> **GOAL**:
Copy the records below verbatim, starting at the line that contains "Annotation task: mark the white" and continuing through the final line of the records, with both included.

:::::

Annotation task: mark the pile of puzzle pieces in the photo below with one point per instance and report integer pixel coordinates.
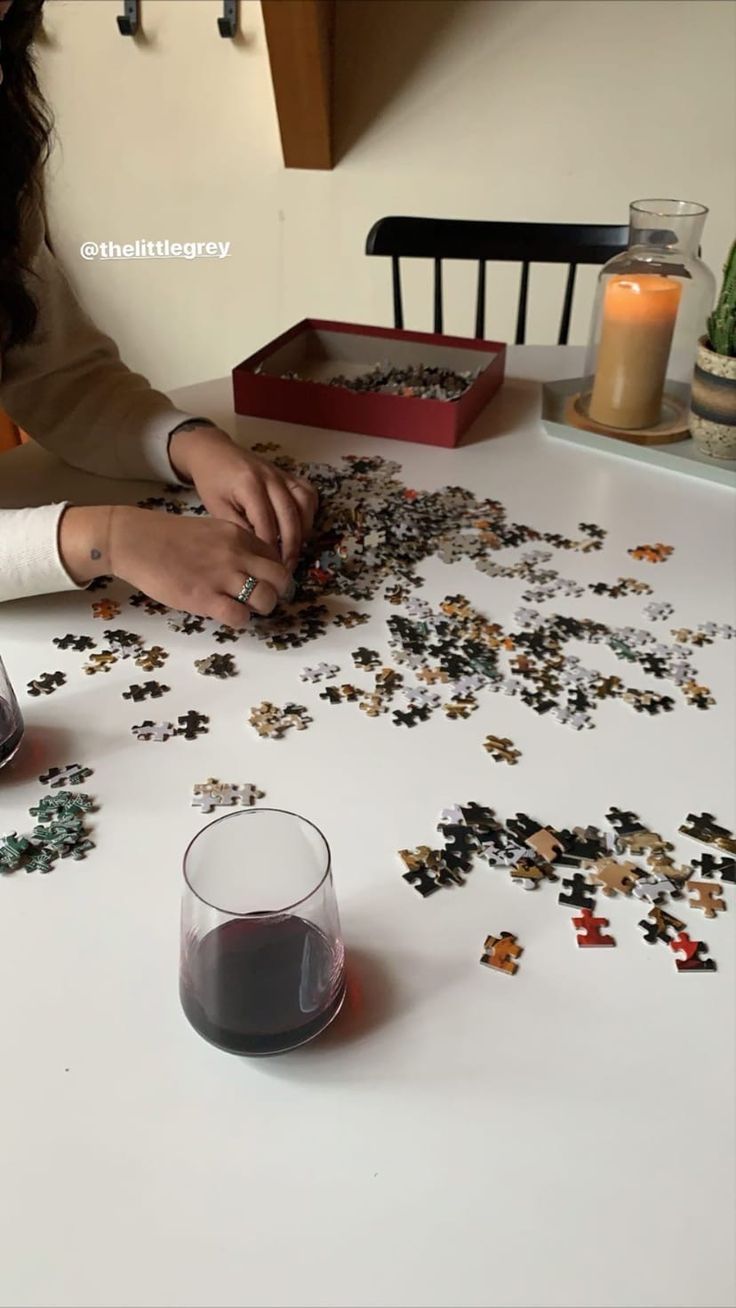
(212, 794)
(632, 861)
(272, 721)
(371, 534)
(59, 831)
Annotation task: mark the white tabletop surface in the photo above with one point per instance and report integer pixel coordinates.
(459, 1138)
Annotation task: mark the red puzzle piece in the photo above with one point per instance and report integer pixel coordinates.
(692, 950)
(588, 930)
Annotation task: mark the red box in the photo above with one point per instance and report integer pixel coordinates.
(317, 348)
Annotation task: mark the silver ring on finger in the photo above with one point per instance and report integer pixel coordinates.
(246, 590)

:::::

> **REPLY TO THE EXERCISE**:
Annotation task: mark the white tabletop surface in the photo above with one point per instance and report integer pixel coordinates.
(459, 1138)
Annotation task: mark the red puzzle piece in the photo above with one point per instance and report integer pixel coordinates.
(692, 950)
(588, 930)
Annotation task: mark the red box in the photo above with one point per instance and report integer pixel coordinates.
(317, 348)
Annotation task: mark the silver ring on finger in the photo above with one point per instance and report integer pixel coordinates.
(246, 590)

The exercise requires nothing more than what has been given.